This Sunday, I hope to open minds to mystery...the kind of mystery that says some indescribable energy--which we know as God, and we know is LOVE--is speaking grace and truth to us. And that in a very visible and touchable Jesus, we have seen what is the truth of this mysterious and mighty God. And that same hovering, mystery who speaks life and light into existence, speaks children of God into existence as well.

This Sunday, if for only few moments, I long to be a poet.

Thursday, December 16, 2010

Reflecting on a Sabbatical: Part One

Journaled on Tuesday, December 14, 2010

Many have been asking me if I enjoyed my trip, or if we had a nice vacation. I can only answer with a "Yes." However, if I have time to speak with those who ask--I mean, if I have the time to sit down and look them in the eye long enough for each of us to see beyond the haze of cliche--then I can speak truth to them. The past three and one half months have been the most grueling and wonderfully transforming months I've ever lived.

---*---

## DIRECTIONS
a) According to the sabbatical reflection, on what date was the entry journaled?
b) Reproduce the sabbatical reflection between "This Sunday, if" and "I've ever lived.", inclusive.
Work from the sabbatical reflection alone.

---*---

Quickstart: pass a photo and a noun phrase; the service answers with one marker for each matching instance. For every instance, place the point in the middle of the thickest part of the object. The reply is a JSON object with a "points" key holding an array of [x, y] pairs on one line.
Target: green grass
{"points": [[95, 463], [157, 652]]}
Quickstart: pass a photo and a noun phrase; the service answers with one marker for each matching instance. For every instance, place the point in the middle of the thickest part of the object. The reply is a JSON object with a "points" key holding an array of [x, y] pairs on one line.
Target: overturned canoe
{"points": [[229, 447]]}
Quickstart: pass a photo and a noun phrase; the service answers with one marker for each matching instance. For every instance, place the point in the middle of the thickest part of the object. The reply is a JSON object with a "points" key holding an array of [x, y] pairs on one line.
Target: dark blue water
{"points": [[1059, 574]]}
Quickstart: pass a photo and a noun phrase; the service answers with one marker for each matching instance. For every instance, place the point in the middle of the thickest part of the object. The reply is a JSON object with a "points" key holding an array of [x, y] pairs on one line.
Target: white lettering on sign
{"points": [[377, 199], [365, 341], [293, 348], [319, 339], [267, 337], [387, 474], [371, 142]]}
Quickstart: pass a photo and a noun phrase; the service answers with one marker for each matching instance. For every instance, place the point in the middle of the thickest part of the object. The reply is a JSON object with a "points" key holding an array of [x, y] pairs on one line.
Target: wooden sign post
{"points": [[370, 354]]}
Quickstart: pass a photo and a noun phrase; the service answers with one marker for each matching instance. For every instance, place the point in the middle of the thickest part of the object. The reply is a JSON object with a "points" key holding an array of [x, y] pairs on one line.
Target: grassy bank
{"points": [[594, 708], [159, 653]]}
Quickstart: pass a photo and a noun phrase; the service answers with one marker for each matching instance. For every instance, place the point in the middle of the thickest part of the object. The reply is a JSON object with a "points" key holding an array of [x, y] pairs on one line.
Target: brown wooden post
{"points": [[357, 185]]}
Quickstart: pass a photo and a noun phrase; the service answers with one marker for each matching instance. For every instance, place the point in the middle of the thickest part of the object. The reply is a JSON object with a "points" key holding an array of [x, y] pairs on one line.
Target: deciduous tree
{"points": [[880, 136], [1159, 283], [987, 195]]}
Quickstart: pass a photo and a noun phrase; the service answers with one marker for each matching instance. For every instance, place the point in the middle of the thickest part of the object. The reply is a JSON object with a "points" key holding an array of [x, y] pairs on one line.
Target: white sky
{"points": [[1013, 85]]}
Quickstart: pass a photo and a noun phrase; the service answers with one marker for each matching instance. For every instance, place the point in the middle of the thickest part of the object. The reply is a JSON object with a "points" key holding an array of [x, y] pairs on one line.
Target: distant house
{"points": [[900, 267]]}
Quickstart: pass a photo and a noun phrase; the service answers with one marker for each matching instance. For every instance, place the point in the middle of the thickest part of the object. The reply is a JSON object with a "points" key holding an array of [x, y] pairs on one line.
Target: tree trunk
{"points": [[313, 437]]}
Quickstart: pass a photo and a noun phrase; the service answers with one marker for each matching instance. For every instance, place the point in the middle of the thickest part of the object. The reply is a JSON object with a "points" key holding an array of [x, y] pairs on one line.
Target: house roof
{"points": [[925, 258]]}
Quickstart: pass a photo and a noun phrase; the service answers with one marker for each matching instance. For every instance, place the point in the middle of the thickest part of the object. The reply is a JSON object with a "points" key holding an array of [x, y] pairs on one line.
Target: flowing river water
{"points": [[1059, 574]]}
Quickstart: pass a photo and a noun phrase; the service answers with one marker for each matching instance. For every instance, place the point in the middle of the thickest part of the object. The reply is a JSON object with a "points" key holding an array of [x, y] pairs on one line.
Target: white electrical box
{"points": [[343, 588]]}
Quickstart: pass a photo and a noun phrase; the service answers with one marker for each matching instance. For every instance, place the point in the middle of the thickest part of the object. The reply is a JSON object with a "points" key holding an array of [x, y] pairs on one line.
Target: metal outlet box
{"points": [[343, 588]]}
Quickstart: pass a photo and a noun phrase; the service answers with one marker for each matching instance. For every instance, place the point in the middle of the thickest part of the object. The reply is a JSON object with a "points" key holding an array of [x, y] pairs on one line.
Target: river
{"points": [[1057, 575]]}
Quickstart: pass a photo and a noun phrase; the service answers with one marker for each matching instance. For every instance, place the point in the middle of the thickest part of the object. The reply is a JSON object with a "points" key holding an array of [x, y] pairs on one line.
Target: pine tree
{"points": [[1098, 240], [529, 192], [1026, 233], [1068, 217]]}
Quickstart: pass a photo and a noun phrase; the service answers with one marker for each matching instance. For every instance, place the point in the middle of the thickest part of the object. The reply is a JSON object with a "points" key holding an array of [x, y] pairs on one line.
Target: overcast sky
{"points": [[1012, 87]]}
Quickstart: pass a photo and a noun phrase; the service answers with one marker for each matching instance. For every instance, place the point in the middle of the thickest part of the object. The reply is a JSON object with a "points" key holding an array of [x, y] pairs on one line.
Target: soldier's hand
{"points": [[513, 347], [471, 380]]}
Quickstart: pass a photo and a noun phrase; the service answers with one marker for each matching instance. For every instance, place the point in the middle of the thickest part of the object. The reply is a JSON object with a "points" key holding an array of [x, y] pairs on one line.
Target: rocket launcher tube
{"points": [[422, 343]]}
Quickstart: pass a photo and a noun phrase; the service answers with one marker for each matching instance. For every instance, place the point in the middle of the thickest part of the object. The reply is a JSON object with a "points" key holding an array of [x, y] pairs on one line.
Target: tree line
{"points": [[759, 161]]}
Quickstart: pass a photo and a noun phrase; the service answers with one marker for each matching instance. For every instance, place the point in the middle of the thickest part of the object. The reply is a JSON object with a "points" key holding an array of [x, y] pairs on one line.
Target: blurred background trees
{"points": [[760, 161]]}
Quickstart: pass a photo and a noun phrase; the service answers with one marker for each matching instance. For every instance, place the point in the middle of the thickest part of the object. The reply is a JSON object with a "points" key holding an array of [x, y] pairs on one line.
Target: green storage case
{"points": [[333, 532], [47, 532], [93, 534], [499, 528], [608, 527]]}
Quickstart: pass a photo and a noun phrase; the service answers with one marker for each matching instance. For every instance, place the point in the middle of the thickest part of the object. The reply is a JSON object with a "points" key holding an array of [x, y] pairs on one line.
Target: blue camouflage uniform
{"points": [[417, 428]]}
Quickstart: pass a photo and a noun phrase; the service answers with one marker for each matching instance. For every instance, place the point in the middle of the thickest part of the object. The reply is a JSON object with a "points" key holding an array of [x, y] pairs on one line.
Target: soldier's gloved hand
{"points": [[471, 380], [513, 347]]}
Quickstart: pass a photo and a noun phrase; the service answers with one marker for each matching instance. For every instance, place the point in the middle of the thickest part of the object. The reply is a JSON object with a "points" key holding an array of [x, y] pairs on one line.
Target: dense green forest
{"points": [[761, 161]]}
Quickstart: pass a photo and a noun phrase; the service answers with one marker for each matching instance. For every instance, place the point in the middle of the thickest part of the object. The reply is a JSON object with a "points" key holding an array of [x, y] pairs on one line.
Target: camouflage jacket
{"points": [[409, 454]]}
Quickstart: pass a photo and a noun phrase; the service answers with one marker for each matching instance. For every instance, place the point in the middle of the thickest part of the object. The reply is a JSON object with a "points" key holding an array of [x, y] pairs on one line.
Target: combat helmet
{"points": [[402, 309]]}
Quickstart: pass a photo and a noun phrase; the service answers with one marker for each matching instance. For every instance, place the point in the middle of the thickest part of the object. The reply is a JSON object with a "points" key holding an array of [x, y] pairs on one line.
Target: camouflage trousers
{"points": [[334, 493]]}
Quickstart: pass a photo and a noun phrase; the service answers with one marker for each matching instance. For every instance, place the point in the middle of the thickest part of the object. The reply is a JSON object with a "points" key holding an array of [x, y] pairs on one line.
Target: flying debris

---*---

## TASK-BY-TASK OUTPUTS
a) Tuesday, December 14, 2010

b)
This Sunday, if for only few moments, I long to be a poet.

Thursday, December 16, 2010

Reflecting on a Sabbatical: Part One

Journaled on Tuesday, December 14, 2010

Many have been asking me if I enjoyed my trip, or if we had a nice vacation. I can only answer with a "Yes." However, if I have time to speak with those who ask--I mean, if I have the time to sit down and look them in the eye long enough for each of us to see beyond the haze of cliche--then I can speak truth to them. The past three and one half months have been the most grueling and wonderfully transforming months I've ever lived.